— start Excerpted records —

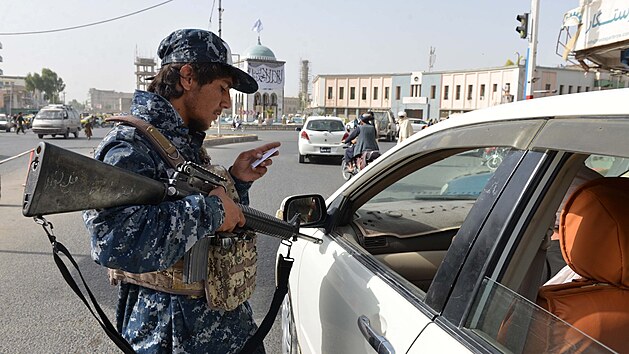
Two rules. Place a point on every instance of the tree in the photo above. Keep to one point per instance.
(80, 107)
(48, 83)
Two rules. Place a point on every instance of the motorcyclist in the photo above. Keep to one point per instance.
(365, 137)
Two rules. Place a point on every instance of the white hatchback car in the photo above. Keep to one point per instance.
(429, 250)
(321, 136)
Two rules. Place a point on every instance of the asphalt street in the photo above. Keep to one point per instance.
(40, 312)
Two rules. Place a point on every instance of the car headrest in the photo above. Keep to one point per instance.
(594, 231)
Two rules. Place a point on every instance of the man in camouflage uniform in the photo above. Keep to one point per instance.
(189, 92)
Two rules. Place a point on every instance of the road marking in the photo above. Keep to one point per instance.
(16, 156)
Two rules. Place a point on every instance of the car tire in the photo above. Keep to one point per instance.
(290, 345)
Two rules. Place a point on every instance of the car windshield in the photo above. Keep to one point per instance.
(50, 114)
(322, 125)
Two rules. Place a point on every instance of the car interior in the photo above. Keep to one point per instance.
(409, 225)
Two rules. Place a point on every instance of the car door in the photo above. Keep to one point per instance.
(364, 288)
(492, 306)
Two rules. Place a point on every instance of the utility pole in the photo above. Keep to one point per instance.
(220, 32)
(532, 51)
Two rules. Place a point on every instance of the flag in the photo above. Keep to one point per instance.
(257, 27)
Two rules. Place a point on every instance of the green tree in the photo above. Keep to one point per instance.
(48, 82)
(80, 107)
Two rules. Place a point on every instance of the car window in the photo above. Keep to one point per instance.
(499, 314)
(49, 114)
(505, 310)
(325, 125)
(410, 224)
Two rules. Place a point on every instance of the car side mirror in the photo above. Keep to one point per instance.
(309, 209)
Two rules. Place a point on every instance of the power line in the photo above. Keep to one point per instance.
(85, 25)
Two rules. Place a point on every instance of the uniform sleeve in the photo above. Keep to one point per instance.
(144, 238)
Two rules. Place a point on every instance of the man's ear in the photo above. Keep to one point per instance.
(186, 77)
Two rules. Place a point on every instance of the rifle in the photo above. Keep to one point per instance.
(61, 181)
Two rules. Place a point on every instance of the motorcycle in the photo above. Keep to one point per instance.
(359, 163)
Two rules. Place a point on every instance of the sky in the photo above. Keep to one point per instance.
(336, 36)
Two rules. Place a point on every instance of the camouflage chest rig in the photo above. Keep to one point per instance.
(221, 268)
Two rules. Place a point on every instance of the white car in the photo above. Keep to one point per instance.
(418, 124)
(321, 136)
(429, 250)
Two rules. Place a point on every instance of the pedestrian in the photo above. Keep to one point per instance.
(145, 244)
(88, 128)
(19, 120)
(406, 129)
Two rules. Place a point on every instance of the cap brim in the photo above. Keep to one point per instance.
(243, 82)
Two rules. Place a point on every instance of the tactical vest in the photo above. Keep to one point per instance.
(231, 269)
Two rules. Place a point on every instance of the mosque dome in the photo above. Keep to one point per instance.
(259, 52)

— end Excerpted records —

The exercise:
Reproduce the stretch of records from the line containing "Two rules. Place a point on every instance of the motorcycle" through the end of the records, changing "cap brim" to "hat brim" and leaving everything else unchanged.

Task response:
Two rules. Place a point on every instance of the motorcycle in the photo above. Keep to one point per instance.
(359, 163)
Two rules. Place a point on every instance of the sky in the photo above. Keep to one point per instance.
(336, 36)
Two rules. Place a point on every instance of the camouflage chest rig in the photo above. Keep to one point per instance.
(221, 268)
Two rules. Place a point on every instance of the white car in the photo above. Keep to one point per instance.
(418, 124)
(321, 136)
(429, 250)
Two rules. Place a point on every instance of the pedestrian in the photo above. Keep to one point per instance.
(145, 244)
(88, 128)
(19, 120)
(406, 129)
Two rules. Place a point on every instance of the hat brim in the photo above. Keep to one point per instance.
(243, 82)
Two rules. Place a point on every instance of the tactical vest in the photo above. Keep to one point per instance.
(231, 269)
Two rules. Place a point on every instance of the mosque dome in the photo above. Keep to one point per instance.
(259, 52)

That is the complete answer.